PAGE:
- - -
Despite what I may or may not have said thus far, throughout these early days in care my head was really in a spin – it was still the identity thing. I didn’t quite know what I’d become. I mean obviously I was still human, that’s for sure, but I certainly didn’t feel gifted or privileged anymore. And this hardcore disability thing, heck it was all news to me: one minute I could do and have whatever I wanted and the next I was physically bankrupt. In fact, I was quickly finding out all the things that I couldn’t do (or have) – to shower in private, to dress myself, scratch my own itches – but just about the worst was my inability to live at home. Actually in a way I felt like my new residence type-cast me into someone that I was not, or trying not to be; I was now someone’s job.
Is this what I’d become?
- - -
MATERIAL PROVIDED:

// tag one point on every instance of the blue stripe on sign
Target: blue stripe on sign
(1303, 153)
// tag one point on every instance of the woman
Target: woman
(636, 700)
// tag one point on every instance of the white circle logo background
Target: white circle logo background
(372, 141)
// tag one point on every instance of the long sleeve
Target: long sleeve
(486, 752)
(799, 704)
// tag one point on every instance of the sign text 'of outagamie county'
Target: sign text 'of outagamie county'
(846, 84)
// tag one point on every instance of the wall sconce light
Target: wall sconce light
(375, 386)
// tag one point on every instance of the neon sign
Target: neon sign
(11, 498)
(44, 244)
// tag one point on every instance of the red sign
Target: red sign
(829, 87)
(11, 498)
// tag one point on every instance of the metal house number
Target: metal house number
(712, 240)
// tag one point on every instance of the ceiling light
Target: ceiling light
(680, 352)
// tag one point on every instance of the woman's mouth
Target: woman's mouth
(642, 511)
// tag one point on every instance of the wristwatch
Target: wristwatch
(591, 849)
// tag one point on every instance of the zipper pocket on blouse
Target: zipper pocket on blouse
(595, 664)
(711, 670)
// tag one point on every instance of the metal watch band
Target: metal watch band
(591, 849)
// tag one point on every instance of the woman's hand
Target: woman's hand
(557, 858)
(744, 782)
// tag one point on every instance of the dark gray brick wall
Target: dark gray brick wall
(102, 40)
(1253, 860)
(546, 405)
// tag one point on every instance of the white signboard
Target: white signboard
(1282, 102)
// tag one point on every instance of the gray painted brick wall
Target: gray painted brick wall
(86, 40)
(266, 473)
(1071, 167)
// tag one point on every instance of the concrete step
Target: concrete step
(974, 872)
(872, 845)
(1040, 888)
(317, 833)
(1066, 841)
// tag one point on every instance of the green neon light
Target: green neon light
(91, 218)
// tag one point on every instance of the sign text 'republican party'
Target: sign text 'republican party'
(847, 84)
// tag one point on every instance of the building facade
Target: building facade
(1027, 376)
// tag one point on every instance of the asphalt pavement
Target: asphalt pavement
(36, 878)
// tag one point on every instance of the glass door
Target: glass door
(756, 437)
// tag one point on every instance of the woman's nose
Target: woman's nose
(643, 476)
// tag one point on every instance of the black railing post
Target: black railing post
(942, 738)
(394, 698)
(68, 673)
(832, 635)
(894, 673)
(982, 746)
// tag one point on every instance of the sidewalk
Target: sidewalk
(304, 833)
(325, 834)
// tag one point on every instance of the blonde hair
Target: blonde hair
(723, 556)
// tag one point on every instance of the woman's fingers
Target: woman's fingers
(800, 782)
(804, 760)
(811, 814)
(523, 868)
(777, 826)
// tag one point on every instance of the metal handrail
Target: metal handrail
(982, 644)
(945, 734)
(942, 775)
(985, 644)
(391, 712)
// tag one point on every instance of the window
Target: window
- - -
OBJECTIVES:
**a.** In the passage about life in care, list every activity the narrator names as something they are now unable to do.
**b.** Carry on the passage about life in care, starting right after its final sentence.

OUTPUTS BY TASK:
**a.** Shower in private, dress themself, scratch their own itches, and live at home.

**b.**
Now I felt a lot of confusion about living in a workplace, like was I now a job or an individual free to interact? Would people see me or just the tasks relating to me? Can you even imagine it?? Still it was what it was, and this place was a roof over my head and I tried to flow with that. I tried not to think of my shortfalls nor the people around me as employees – truly this was a pretty delicate balance. Even so, every day there seemed to be a new challenge; I mean mostly it was good but gees I had some horror days too. Bad health, an over-inquisitive staff member, a fire drill, really it could be anything – but the fact always remained that quite often the staffing determined what sort of day I had. In time I slowly got used to all of this – continually being surrounded by management, employees, and the odd agency staff member who wasn’t even fit to sweep the floors. Or being surrounded by people, no matter if I felt comfortable with them or not, at times I was literally forced to share part of my life with them. Or when that new staff member would start and almost look shocked by what I went through in everyday life – hmm actually I never got used to that one. And remembering this was 24/7. Yet the truth is there were definitely some good times here too, I guess my negative overtones come from comparing a life in care to that of one in the big wide world – it is vastly different. Then to the future, well the reality was that I was staring down a barrel at living out the rest of my days here. Yep this was it, and this scared the shit out of me. In fact, it’s weird how I now craved what I once always had, and took for granted; living at home with my Father. For sure I would dream about this, to make it back there one day, to make it out alive.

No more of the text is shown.